> EXERCISE
Name each firm the article on the UK audit market identifies as one of the "big four" accountants.

> DOCUMENT TEXT
* START *

MPs call for 'full' break up of 'big four' auditor 'cash-cows' after failures like Carillion
Members of parliament (MPs) have called for a “full structural break up” of the “big four” accountants after a recent string of high-profile failures — such as Carillion and BHS — that raised questions over auditing quality.
The Business, Energy, and Industrial Strategy (BEIS) select committee published its final report into the UK audit market on Tuesday. Auditors check company accounts to ensure that investors are getting accurate and full pictures of a business’s financial health.
The final report proposes sweeping changes to the “big four” accountants — PwC, KPMG, EY, and Deloitte — that check the accounts of almost all of Britain’s biggest businesses. It calls for the businesses to be broken up into separate auditing and non-auditing companies to prevent conflicts of interest.
“Change in the audit market is long overdue,” Rachel Reeves MP, chair of the BEIS select committee, said in a statement. “‘The ‘big four’s’ dominance has fostered a precarious market which shuts out challengers and delivers audits which investors and the public cannot rely on.”
The report’s main criticism is that audit quality suffers because the “big four” also want to sell consultancy services to the clients they review, meaning they are more pliant than challenging.
“For the big firms, audits seem too often to be the route to milking the cash-cow of consultancy business,” Reeves said.
The BEIS committee’s recommendations go beyond earlier recommendations from the UK’s Competition and Markets Authority, which called for auditing and consultancy to be split operationally, but not into separate companies.
It also come despite efforts at self-regulation. PwC, EY, and KPMG have all pledged to stop providing consultancy services to FTSE 350 companies that they audit.
“The client relationship, and the conflicts of interest which abound, undermine the professional scepticism needed to deliver reliable, high-quality audits,” Reeves said.
‘A wider crisis of trust’
The BEIS select committee probe was launched six months ago after a string of high-profile corporate failures linked to audit quality.
Department store BHS collapsed in 2016 after being sold for £1 a year earlier. A partner at PwC was subsequently banned from the industry for signing off on the accounts of BHS prior to the sale.
Last year the BEIS select committee heavily criticised KPMG’s role as auditor of Carillion, the outsourcing giant that collapsed at the start of 2018.
Grant Thornton, the UK’s fifth-largest auditor, is meanwhile facing a probe for its auditing of Patisserie Valerie, which discovered a £94m blackhole in its accounts last year.

* END *

> DATA

* START *

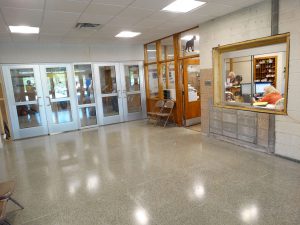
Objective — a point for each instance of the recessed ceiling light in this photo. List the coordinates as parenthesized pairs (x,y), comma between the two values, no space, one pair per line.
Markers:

* END *

> REPLY TO THE TASK
PwC, KPMG, EY, and Deloitte.